### WHAT IS EXPECTED:
Please copy the entries below, starting at the first line and stopping after the line that contains "x=445 y=681", keeping every line in place. Rescale each x and y coordinate in the answers by multiplying it by 0.2 and rounding to a whole number, with halves rounded up.

________

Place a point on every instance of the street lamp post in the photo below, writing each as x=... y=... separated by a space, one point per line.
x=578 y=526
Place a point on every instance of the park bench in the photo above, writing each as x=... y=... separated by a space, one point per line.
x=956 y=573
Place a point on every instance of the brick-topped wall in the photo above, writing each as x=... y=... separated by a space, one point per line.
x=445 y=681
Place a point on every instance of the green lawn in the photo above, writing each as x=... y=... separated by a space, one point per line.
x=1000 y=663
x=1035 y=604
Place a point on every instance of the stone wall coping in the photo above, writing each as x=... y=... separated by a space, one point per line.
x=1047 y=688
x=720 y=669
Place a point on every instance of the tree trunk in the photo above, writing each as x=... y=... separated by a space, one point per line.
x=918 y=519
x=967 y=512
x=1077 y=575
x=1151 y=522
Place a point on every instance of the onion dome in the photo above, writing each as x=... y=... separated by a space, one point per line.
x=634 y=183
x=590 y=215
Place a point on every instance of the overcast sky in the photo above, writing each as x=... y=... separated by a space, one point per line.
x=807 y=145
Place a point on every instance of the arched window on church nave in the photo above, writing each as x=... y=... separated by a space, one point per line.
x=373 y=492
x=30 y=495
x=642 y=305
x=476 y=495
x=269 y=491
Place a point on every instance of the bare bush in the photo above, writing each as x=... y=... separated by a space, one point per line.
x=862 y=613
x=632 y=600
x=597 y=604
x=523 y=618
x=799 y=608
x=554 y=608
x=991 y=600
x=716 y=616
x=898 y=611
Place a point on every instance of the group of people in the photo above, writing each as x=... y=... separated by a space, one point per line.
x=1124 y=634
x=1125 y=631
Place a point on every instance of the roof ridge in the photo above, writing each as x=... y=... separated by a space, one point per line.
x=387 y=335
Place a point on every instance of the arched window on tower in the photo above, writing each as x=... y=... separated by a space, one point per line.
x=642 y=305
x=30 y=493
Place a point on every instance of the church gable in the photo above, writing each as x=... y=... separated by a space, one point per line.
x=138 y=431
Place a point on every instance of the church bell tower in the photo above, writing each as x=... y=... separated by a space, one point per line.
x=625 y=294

________

### WORKED ANSWER:
Place a point on every instance of the street lamp post in the photo below, writing each as x=... y=... separated by a space, one point per line.
x=116 y=105
Place a point on every instance of the park bench in the photo above, writing each as x=... y=... separated by a space, one point per line.
x=191 y=115
Place a point on every instance of the brick-topped wall in the photo above, writing each as x=... y=... separated by a space, one point per line.
x=89 y=136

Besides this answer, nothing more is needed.